#### WHAT TO DO
Filter the records below and copy out each line containing the string "branch", treating case as significant.

# START OF INFORMATION GIVEN

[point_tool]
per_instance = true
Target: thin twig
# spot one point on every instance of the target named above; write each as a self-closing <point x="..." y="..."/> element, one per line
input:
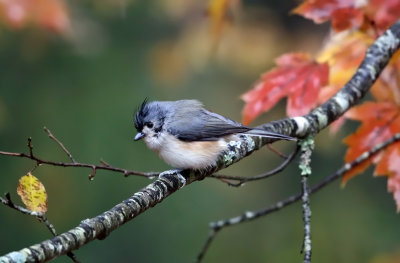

# END OF INFORMATION GIVEN
# START OF INFORMATION GIVEN

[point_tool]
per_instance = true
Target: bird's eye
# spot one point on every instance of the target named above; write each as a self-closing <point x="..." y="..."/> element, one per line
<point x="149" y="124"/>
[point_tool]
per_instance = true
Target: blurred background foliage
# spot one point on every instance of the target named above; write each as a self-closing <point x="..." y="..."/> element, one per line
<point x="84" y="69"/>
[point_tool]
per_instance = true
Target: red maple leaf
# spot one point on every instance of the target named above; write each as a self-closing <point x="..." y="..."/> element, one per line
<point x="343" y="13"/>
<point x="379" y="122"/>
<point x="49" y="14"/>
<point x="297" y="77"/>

# END OF INFORMATION GIVEN
# START OF INFORMATION GIVEN

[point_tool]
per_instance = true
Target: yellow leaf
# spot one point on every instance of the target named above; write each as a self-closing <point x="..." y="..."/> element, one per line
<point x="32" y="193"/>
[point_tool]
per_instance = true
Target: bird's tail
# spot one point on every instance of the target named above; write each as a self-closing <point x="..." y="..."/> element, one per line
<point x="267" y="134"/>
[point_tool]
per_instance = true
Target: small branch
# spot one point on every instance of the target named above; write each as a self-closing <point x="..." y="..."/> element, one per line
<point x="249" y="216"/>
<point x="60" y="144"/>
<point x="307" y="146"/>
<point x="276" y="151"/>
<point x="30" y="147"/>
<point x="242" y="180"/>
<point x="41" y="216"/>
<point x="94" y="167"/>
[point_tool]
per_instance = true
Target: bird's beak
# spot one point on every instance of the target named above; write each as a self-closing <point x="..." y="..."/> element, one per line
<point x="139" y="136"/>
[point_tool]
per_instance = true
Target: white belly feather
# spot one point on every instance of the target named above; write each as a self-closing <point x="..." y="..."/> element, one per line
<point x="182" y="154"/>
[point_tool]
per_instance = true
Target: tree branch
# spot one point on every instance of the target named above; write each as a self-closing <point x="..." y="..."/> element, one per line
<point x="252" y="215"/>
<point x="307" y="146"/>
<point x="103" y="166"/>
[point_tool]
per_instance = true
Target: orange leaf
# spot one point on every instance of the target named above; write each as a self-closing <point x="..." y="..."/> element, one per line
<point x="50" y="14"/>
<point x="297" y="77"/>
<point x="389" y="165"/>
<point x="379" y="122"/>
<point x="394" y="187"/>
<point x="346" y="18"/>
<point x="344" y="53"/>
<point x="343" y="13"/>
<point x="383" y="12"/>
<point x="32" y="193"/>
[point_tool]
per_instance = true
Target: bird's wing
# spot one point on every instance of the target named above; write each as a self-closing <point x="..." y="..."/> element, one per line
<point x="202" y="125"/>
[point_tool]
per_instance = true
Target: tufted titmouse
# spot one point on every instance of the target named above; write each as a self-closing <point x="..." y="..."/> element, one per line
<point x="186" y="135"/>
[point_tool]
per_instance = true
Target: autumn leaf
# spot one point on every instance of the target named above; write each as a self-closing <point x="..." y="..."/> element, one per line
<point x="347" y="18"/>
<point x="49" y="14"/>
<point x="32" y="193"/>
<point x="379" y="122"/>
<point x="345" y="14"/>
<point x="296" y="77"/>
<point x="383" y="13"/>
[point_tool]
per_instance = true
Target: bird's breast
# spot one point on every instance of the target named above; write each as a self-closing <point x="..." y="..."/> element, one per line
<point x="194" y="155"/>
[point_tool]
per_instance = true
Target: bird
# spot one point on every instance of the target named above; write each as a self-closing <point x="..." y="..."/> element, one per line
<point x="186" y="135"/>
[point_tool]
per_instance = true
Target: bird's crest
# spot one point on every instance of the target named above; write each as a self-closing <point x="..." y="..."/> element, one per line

# END OF INFORMATION GIVEN

#### FULL SOLUTION
Target: small branch
Target: tree branch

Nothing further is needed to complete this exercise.